**WHAT NEEDS TO BE DONE**
Reproduce the lines from the one containing "Mark a point on each instance of the dirt" through the one containing "x=938, y=94", inclusive, substituting "stone summit" for "rocky peak" and changing nothing else.

** start of DATA EXTRACT **

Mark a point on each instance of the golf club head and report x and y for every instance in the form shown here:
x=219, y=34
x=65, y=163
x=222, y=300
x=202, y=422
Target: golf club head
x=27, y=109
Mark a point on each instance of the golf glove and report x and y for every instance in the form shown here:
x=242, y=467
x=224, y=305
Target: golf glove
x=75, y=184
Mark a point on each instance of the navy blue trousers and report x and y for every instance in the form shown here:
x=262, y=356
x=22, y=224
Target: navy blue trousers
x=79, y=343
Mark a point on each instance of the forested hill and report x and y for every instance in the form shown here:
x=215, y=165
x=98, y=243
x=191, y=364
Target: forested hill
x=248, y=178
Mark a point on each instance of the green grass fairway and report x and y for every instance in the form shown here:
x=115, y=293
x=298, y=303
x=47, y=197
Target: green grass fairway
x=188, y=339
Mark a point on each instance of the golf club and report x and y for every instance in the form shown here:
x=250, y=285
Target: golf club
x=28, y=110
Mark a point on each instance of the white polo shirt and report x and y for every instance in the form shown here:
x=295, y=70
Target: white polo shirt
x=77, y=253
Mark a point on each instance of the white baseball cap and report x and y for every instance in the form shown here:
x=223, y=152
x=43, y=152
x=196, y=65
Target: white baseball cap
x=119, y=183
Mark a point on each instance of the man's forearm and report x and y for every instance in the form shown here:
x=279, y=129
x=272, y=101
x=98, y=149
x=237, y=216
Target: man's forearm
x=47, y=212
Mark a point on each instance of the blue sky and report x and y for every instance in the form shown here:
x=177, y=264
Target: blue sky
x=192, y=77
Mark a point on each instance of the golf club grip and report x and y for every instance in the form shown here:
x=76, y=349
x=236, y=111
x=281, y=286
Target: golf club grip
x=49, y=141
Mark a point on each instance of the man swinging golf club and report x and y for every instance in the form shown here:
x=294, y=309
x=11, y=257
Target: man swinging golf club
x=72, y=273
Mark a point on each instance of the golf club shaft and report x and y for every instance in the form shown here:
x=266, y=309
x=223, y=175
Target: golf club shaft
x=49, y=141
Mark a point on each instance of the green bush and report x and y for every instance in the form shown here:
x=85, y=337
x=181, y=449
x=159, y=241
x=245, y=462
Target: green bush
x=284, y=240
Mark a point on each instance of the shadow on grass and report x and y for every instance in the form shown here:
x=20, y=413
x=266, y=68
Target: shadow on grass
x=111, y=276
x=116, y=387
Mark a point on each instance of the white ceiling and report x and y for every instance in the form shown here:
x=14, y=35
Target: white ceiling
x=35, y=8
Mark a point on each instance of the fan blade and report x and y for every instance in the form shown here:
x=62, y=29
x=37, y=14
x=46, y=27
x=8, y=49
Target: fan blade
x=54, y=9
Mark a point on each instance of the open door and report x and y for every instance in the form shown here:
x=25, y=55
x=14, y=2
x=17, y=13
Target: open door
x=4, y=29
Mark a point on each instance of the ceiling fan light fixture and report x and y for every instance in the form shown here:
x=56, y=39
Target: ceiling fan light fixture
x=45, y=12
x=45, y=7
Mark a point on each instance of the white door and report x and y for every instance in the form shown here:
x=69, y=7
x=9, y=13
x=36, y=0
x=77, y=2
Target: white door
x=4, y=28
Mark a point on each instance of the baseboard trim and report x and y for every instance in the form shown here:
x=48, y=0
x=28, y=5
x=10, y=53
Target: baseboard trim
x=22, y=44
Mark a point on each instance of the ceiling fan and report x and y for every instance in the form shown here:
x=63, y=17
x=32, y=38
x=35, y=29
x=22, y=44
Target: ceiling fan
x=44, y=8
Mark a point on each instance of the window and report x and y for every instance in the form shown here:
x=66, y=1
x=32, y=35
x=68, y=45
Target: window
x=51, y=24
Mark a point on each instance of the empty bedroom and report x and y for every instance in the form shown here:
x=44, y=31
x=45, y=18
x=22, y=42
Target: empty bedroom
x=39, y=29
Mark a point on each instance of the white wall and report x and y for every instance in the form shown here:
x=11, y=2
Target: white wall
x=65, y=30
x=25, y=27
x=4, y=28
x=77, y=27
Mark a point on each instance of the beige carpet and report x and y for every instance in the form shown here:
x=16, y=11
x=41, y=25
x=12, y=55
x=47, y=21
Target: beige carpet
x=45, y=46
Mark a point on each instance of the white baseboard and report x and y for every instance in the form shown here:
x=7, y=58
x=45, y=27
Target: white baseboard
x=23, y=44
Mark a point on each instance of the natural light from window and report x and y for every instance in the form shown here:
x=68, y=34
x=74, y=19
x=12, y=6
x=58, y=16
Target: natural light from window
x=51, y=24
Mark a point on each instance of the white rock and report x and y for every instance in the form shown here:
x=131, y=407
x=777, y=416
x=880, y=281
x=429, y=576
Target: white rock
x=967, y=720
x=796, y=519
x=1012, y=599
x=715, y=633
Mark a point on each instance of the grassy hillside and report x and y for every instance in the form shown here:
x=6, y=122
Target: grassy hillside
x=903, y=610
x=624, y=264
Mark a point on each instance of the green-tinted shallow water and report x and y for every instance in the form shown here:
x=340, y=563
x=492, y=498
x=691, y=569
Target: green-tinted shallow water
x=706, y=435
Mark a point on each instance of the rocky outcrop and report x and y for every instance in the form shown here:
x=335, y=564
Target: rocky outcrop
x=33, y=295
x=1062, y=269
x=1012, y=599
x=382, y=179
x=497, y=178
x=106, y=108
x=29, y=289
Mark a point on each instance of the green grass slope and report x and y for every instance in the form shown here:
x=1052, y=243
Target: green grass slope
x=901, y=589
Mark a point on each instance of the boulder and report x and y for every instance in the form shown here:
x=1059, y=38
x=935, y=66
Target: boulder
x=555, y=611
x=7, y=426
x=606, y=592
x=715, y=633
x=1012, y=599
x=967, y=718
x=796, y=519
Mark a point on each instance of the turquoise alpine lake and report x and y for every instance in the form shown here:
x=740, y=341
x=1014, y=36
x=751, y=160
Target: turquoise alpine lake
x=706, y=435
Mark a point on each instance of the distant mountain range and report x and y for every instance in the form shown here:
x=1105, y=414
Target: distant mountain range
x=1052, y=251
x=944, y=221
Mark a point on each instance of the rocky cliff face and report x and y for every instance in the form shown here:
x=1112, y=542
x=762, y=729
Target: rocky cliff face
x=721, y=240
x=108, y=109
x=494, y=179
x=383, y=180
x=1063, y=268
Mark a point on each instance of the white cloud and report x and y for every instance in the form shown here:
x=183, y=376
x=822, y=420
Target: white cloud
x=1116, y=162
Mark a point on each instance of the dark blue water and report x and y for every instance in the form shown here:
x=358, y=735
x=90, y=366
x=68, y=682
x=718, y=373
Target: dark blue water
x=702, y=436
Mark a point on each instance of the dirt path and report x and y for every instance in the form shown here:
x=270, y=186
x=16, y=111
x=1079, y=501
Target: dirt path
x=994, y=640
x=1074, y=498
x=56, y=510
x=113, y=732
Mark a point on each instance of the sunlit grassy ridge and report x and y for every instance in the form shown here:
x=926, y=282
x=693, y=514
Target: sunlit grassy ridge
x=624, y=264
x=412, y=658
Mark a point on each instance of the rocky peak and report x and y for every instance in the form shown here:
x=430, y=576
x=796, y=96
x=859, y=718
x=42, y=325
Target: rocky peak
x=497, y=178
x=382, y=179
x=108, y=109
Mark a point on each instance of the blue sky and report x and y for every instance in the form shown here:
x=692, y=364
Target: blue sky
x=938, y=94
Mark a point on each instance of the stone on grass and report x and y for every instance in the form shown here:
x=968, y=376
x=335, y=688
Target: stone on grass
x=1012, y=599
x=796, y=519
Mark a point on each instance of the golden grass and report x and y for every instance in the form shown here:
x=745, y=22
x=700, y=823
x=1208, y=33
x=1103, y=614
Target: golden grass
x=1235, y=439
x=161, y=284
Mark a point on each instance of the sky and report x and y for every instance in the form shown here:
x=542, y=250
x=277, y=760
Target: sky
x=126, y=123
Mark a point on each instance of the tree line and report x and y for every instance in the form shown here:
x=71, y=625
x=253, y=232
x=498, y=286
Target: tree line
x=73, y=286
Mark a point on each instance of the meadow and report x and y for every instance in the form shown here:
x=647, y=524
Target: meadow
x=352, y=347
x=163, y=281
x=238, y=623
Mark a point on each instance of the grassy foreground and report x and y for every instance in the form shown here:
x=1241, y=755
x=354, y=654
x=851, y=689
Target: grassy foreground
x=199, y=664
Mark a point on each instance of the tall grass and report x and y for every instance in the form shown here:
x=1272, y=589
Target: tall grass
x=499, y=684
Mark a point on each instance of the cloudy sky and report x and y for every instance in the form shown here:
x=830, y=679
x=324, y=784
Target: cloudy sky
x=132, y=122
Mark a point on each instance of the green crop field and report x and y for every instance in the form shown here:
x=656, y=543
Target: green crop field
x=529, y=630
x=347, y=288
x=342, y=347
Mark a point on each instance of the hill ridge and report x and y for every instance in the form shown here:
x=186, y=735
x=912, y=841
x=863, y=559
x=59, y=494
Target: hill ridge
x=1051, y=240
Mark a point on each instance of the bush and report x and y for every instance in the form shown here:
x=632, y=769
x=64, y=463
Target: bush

** end of DATA EXTRACT **

**CORRECT RESULT**
Mark a point on each instance of the dirt path and report x and y for every instance in the form shown here:
x=270, y=186
x=16, y=111
x=1079, y=501
Target: dirt path
x=994, y=640
x=1074, y=498
x=56, y=510
x=113, y=732
Mark a point on each instance of the sunlit grassy ridge and report x and y for every instance in the form shown here:
x=926, y=282
x=693, y=514
Target: sunlit grassy ridge
x=624, y=264
x=412, y=658
Mark a point on each instance of the stone summit and report x and y for every instance in the form shown here:
x=430, y=576
x=796, y=96
x=859, y=718
x=42, y=325
Target: stone summit
x=497, y=178
x=382, y=179
x=108, y=109
Mark a point on each instance of the blue sky and report x and y for every instance in the form shown here:
x=692, y=364
Target: blue sky
x=938, y=94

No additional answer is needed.